◆ Exercise description ◆
Please return all the items below as a JSON list of strings, one string per line, leaving out blank lines.
· · ·
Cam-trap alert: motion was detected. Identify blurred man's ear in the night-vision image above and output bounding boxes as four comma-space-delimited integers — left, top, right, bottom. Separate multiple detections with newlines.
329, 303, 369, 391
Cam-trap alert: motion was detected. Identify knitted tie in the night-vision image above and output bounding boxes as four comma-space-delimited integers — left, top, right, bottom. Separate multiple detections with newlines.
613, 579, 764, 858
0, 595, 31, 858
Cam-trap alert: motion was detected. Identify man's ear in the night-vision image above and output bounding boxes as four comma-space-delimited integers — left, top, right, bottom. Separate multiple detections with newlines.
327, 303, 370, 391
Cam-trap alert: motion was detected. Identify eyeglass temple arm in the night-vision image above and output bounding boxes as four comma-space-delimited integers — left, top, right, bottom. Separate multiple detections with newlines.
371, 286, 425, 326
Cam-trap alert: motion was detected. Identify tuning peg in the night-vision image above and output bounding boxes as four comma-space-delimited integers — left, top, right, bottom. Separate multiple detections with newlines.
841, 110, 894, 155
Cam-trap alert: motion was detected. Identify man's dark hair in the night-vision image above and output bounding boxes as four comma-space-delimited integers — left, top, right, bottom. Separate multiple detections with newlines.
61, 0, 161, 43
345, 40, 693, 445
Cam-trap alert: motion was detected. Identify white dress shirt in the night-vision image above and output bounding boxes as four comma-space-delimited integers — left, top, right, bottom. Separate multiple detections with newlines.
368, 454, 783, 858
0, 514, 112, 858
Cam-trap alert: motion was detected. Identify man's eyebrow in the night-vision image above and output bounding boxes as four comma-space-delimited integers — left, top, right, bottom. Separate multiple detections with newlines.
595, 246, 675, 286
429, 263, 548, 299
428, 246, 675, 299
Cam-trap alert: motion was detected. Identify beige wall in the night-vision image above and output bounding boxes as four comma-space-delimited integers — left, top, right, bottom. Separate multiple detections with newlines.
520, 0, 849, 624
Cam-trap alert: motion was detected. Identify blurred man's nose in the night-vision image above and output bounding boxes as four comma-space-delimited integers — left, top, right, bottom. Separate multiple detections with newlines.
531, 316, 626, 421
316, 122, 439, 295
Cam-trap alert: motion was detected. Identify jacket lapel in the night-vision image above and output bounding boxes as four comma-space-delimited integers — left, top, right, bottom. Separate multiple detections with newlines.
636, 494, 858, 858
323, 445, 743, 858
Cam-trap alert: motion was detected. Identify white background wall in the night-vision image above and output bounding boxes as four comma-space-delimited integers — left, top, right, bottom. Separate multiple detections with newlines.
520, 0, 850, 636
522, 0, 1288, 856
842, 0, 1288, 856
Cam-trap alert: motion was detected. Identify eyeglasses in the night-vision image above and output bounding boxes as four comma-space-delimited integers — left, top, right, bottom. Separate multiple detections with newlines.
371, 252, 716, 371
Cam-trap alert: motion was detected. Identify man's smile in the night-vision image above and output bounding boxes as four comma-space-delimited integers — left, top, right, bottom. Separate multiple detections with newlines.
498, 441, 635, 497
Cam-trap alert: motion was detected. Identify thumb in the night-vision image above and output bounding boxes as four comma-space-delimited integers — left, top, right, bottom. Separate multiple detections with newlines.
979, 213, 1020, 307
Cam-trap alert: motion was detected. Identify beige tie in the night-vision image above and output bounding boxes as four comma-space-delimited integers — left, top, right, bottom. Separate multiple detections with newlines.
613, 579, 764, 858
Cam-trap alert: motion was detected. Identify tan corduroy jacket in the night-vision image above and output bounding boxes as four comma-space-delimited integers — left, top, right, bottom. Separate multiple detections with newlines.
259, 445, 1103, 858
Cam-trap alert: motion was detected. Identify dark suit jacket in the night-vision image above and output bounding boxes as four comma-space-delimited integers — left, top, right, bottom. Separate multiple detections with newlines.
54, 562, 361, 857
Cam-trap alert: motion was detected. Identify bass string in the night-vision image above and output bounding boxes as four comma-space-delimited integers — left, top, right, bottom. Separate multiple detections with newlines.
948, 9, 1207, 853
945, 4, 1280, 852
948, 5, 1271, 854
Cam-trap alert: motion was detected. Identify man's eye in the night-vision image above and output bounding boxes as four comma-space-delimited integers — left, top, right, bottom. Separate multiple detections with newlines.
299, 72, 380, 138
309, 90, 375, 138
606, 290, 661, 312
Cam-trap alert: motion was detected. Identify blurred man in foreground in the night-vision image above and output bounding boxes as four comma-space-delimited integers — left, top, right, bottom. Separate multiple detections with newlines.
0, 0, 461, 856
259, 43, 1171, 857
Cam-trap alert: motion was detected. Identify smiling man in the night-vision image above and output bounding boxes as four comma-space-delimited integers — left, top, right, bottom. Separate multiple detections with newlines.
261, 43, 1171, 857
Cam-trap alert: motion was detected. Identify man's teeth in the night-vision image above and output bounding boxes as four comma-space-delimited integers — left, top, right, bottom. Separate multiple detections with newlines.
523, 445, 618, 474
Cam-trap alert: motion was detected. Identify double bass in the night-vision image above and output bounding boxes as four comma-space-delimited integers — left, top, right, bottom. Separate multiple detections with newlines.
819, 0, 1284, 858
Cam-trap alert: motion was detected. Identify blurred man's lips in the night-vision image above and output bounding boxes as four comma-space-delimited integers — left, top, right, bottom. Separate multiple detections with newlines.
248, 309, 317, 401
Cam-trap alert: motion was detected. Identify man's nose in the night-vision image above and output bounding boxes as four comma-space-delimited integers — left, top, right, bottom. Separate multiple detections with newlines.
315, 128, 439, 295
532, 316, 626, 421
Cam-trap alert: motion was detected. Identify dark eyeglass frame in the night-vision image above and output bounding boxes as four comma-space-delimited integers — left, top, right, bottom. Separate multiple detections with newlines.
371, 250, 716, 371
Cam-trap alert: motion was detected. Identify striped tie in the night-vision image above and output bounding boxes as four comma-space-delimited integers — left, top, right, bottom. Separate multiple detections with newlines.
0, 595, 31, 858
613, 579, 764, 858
· · ·
◆ Final answer ◆
[
  "Cam-trap alert: motion was detected. Identify blurred man's ear in the night-vision image above and output bounding boxes as four comma-space-delimited integers — left, top, right, bottom. Separate multiple detections with newlines.",
  "329, 303, 369, 391",
  "Cam-trap alert: motion was detected. Identify knitted tie in the night-vision image above and output bounding boxes as four comma-space-delimited integers — left, top, right, bottom. Separate multiple detections with newlines.",
  "613, 579, 764, 858",
  "0, 595, 31, 858",
  "Cam-trap alert: motion was detected. Identify man's ear in the night-vision image above and output bounding boxes as four comma-space-delimited integers — left, top, right, bottom. Separate multiple detections with newlines.",
  "327, 303, 370, 391",
  "Cam-trap alert: motion was detected. Identify eyeglass temple arm in the night-vision image above and output bounding boxes as four comma-space-delimited integers — left, top, right, bottom. Separate multiple detections with newlines.",
  "371, 286, 425, 326",
  "Cam-trap alert: motion was detected. Identify tuning peg in the night-vision image above and output bounding boxes as four comma-space-delimited integers — left, top, right, bottom. Separate multiple detections with newlines.",
  "841, 110, 894, 155",
  "Cam-trap alert: motion was detected. Identify man's dark hair in the night-vision image above and output bounding boxes as four comma-space-delimited integers — left, top, right, bottom. Separate multiple detections with newlines.",
  "61, 0, 161, 43",
  "345, 40, 693, 445",
  "Cam-trap alert: motion was detected. Identify white dress shirt in the night-vision image above and output bounding boxes as four comma-space-delimited integers — left, top, right, bottom. Separate multiple detections with newlines.",
  "368, 454, 783, 858",
  "0, 514, 112, 858",
  "Cam-trap alert: motion was detected. Identify man's eyebrow in the night-vision image above and output bounding boxes as four comma-space-delimited integers — left, top, right, bottom. Separate multiple detections with newlines.",
  "595, 246, 675, 286",
  "429, 263, 548, 299",
  "428, 246, 675, 299",
  "Cam-trap alert: motion was detected. Identify beige wall in the night-vision image above and output bounding boxes as four comma-space-delimited integers — left, top, right, bottom. Separate multiple detections with newlines.",
  "520, 0, 849, 624",
  "Cam-trap alert: motion was detected. Identify blurred man's nose in the night-vision image above and output bounding boxes as four comma-space-delimited integers — left, top, right, bottom. Separate multiple detections with newlines.",
  "531, 316, 626, 421",
  "316, 122, 439, 295",
  "Cam-trap alert: motion was detected. Identify jacket lapel in the night-vision image above and output bounding boxes as four comma-space-delimited integers — left, top, right, bottom. Separate multiple detections with newlines.",
  "636, 494, 858, 858",
  "323, 445, 743, 858",
  "Cam-trap alert: motion was detected. Identify white background wall in the night-vision image above and output bounding boxes as four comma-space-delimited integers — left, top, right, bottom. Separate multiple detections with newlines.",
  "520, 0, 850, 636",
  "522, 0, 1288, 856",
  "842, 0, 1288, 856",
  "Cam-trap alert: motion was detected. Identify eyeglasses in the night-vision image above and output bounding boxes as four comma-space-delimited integers — left, top, right, bottom. Separate multiple detections with newlines.",
  "371, 252, 716, 371",
  "Cam-trap alert: motion was detected. Identify man's smile in the night-vision image above and output bounding boxes as four comma-space-delimited integers — left, top, right, bottom. Separate multiple detections with newlines.",
  "498, 441, 635, 497",
  "Cam-trap alert: motion was detected. Identify thumb in the night-vision image above and output bounding boxes as four comma-space-delimited integers — left, top, right, bottom. Separate multiple detections with newlines.",
  "979, 213, 1020, 307",
  "Cam-trap alert: motion was detected. Identify beige tie in the night-vision image above and output bounding boxes as four comma-space-delimited integers — left, top, right, bottom. Separate multiple detections with newlines.",
  "613, 579, 764, 858",
  "Cam-trap alert: motion was detected. Identify tan corduroy jacket in the night-vision image above and output bounding boxes as four comma-space-delimited integers — left, top, right, bottom. Separate multiple detections with newlines.",
  "259, 445, 1103, 858",
  "Cam-trap alert: motion was detected. Identify dark suit jacket in the night-vision image above and output bounding boxes as four comma-space-delimited integers — left, top, right, bottom. Separate multiple detections with newlines.",
  "54, 562, 361, 857",
  "Cam-trap alert: motion was detected. Identify bass string in the night-vision image above and output bounding boxes as four comma-space-delimited integers — left, top, right, bottom. Separate multiple detections with newlines.",
  "948, 9, 1207, 853",
  "945, 4, 1280, 852",
  "948, 5, 1271, 854",
  "Cam-trap alert: motion was detected. Identify man's eye in the night-vision image above and output bounding boxes as four comma-space-delimited integers — left, top, right, bottom. Separate multiple detections with newlines.",
  "299, 72, 380, 138",
  "309, 90, 375, 138",
  "606, 290, 661, 312",
  "Cam-trap alert: motion was detected. Identify blurred man in foreground in the night-vision image above and output bounding boxes as four comma-space-delimited integers — left, top, right, bottom. Separate multiple detections with newlines.",
  "0, 0, 461, 856",
  "259, 43, 1171, 857",
  "Cam-trap alert: motion was detected. Identify smiling man in the night-vision image above and output bounding boxes as four comma-space-delimited integers — left, top, right, bottom. Separate multiple detections with newlines.",
  "261, 43, 1171, 857",
  "Cam-trap alert: motion was detected. Identify man's teeth in the night-vision image above and output bounding boxes as four comma-space-delimited integers — left, top, right, bottom. Separate multiple detections with newlines.",
  "523, 445, 618, 474",
  "Cam-trap alert: motion was detected. Identify double bass in the night-vision image above and output bounding boxes as four comma-space-delimited integers — left, top, right, bottom. Separate multiple detections with newlines.",
  "819, 0, 1284, 858",
  "Cam-trap alert: motion was detected. Identify blurred man's lips in the night-vision image above and output bounding boxes as four comma-space-delimited integers — left, top, right, bottom. Separate multiple detections with newlines.",
  "248, 309, 317, 401",
  "Cam-trap alert: motion was detected. Identify man's nose in the night-vision image above and output bounding boxes as four comma-space-delimited integers — left, top, right, bottom. Separate multiple detections with newlines.",
  "315, 128, 439, 295",
  "532, 316, 626, 421",
  "Cam-trap alert: motion was detected. Identify dark eyeglass frame in the night-vision image above and output bounding boxes as four comma-space-delimited integers — left, top, right, bottom. Separate multiple detections with newlines.",
  "371, 250, 716, 371",
  "Cam-trap alert: motion was detected. Identify striped tie in the night-vision image above and output bounding boxes as four comma-space-delimited integers — left, top, right, bottom. Separate multiple detections with newlines.",
  "0, 595, 31, 858",
  "613, 579, 764, 858"
]